**Raw records:**
##########

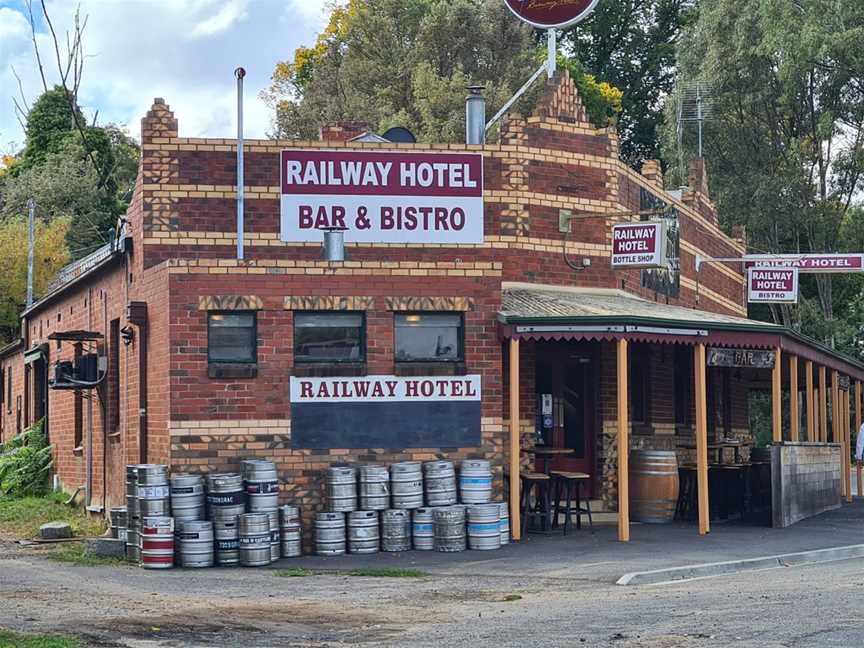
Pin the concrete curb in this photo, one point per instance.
(709, 570)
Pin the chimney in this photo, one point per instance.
(475, 116)
(342, 131)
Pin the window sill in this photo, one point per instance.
(228, 370)
(430, 369)
(327, 370)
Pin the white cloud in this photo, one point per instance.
(182, 50)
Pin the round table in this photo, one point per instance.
(547, 453)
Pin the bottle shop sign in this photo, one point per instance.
(639, 245)
(386, 412)
(772, 285)
(379, 197)
(551, 14)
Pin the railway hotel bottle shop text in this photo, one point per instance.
(477, 314)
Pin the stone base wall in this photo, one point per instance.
(806, 481)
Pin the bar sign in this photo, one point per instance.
(772, 285)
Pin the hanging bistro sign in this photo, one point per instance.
(746, 358)
(639, 245)
(772, 285)
(808, 263)
(382, 197)
(385, 412)
(551, 14)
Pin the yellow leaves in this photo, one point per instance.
(50, 254)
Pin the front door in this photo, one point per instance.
(567, 380)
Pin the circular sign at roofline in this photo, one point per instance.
(551, 14)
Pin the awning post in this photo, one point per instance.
(793, 398)
(823, 406)
(776, 398)
(808, 380)
(701, 397)
(515, 513)
(623, 444)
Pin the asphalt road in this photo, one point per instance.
(810, 606)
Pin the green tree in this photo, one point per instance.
(404, 62)
(51, 254)
(784, 149)
(630, 44)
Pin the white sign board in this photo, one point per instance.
(772, 285)
(639, 245)
(380, 197)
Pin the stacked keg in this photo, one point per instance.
(254, 539)
(187, 498)
(475, 481)
(291, 528)
(330, 534)
(406, 485)
(424, 536)
(157, 542)
(374, 487)
(195, 543)
(484, 527)
(396, 530)
(440, 483)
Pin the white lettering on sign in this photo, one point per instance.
(638, 245)
(774, 285)
(377, 389)
(379, 197)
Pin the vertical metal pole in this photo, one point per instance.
(552, 47)
(776, 398)
(31, 244)
(700, 379)
(623, 387)
(240, 73)
(794, 423)
(808, 381)
(515, 513)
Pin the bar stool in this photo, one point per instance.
(536, 514)
(565, 483)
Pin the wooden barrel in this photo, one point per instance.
(653, 486)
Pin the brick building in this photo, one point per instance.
(198, 348)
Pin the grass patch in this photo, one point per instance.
(383, 572)
(294, 572)
(21, 517)
(76, 553)
(16, 640)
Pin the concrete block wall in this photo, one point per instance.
(806, 481)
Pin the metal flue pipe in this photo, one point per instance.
(240, 73)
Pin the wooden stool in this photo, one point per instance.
(538, 512)
(565, 485)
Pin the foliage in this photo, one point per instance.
(784, 149)
(25, 463)
(50, 254)
(406, 63)
(630, 44)
(9, 639)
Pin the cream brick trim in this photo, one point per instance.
(230, 427)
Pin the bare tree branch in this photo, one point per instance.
(35, 46)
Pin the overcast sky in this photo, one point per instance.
(182, 50)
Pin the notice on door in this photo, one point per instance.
(772, 285)
(382, 197)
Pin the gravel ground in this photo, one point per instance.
(542, 606)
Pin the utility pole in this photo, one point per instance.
(31, 235)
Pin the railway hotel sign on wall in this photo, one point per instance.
(551, 14)
(379, 197)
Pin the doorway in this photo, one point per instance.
(566, 386)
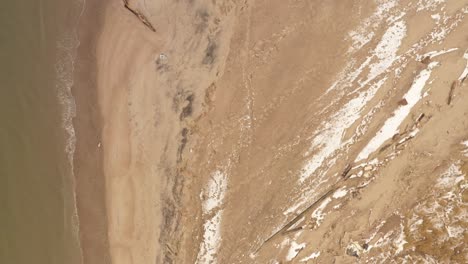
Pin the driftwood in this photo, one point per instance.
(346, 171)
(455, 84)
(296, 219)
(139, 15)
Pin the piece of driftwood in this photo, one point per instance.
(291, 223)
(455, 84)
(139, 15)
(346, 171)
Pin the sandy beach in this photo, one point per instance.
(272, 131)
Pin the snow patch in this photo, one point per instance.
(311, 256)
(390, 127)
(340, 193)
(214, 196)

##########

**Stated task:** Write out the whole listing again, exactly, with no pictures.

**Result below:**
Pin the concrete curb in this photo, one point per instance.
(709, 570)
Pin the chimney in this photo, one point per instance.
(475, 116)
(342, 131)
Pin the window sill in this photo, one point per instance.
(228, 370)
(430, 369)
(327, 370)
Pin the white cloud in this photo, one point per instance.
(182, 50)
Pin the round table in this photo, one point per instance.
(547, 453)
Pin the bottle shop sign in this photo, one point per instance.
(639, 245)
(386, 412)
(772, 285)
(379, 197)
(551, 14)
Pin the railway hotel bottle shop text in this photo, one point per instance.
(477, 314)
Pin the stone base wall in this photo, one point per instance.
(806, 481)
Pin the bar sign in this photo, one point per instance.
(772, 285)
Pin the hanging bistro sign in this photo, one point per instance.
(746, 358)
(639, 245)
(772, 285)
(808, 263)
(382, 197)
(385, 412)
(551, 14)
Pin the yellow leaves in this photo, one point per instance.
(50, 254)
Pin the front door in this photo, one point per instance.
(567, 380)
Pin the circular sign at roofline in this photo, one point per instance.
(551, 14)
Pin the awning post in this photo, one point per instance.
(793, 398)
(823, 406)
(776, 398)
(808, 380)
(701, 397)
(515, 513)
(623, 444)
Pin the asphalt road in this photo, one point per instance.
(810, 606)
Pin the green tree in this photo, one point per instance.
(404, 62)
(51, 254)
(784, 149)
(630, 44)
Pin the white sign board in this photo, one point per instance.
(772, 285)
(639, 245)
(380, 197)
Pin the stacked keg in this photo, one point per instance.
(254, 539)
(187, 498)
(475, 481)
(291, 528)
(330, 534)
(406, 485)
(424, 536)
(157, 542)
(374, 487)
(195, 543)
(484, 527)
(396, 530)
(440, 483)
Pin the white lettering on sign in this photo, one point per instance.
(638, 245)
(774, 285)
(377, 389)
(379, 197)
Pin the vertical metal pole in this photo, one point per instance.
(552, 47)
(776, 398)
(31, 244)
(700, 379)
(623, 387)
(240, 73)
(794, 423)
(808, 381)
(515, 513)
Pin the bar stool in this photo, one point per instance.
(536, 514)
(565, 483)
Pin the wooden barrel in this photo, one point per instance.
(653, 486)
Pin the brick building in this photo, one point per instance.
(198, 348)
Pin the grass patch in this photo, one point per instance.
(383, 572)
(294, 572)
(21, 517)
(76, 553)
(16, 640)
Pin the concrete block wall in this photo, one point per instance.
(806, 481)
Pin the metal flue pipe in this photo, one point per instance.
(240, 73)
Pin the wooden stool in this photo, one point per instance.
(538, 512)
(565, 485)
Pin the foliage in this photo, one point per instance.
(784, 149)
(25, 463)
(50, 254)
(406, 63)
(630, 44)
(9, 639)
Pin the cream brick trim in this photo, one point per instance.
(230, 427)
Pin the bare tree branch in this photo, one point per instance.
(35, 46)
Pin the overcast sky in this photo, one point per instance.
(182, 50)
Pin the notice on door in this photo, one point per instance.
(772, 285)
(382, 197)
Pin the gravel ground in this photo, one point per instance.
(542, 606)
Pin the utility pole in this photo, one point per instance.
(31, 235)
Pin the railway hotel sign on wall in this photo, one point per instance.
(551, 14)
(379, 197)
Pin the doorway in this photo, one point per instance.
(566, 386)
Pin the driftwood in this photo, one point per instance.
(346, 171)
(455, 84)
(296, 219)
(139, 15)
Pin the piece of driftwood in this photo, one point per instance.
(291, 223)
(455, 84)
(139, 15)
(346, 171)
Pin the sandy beach in this photo, one point per instance.
(272, 131)
Pin the snow patch in this photo, one point per instance.
(311, 256)
(390, 127)
(340, 193)
(214, 196)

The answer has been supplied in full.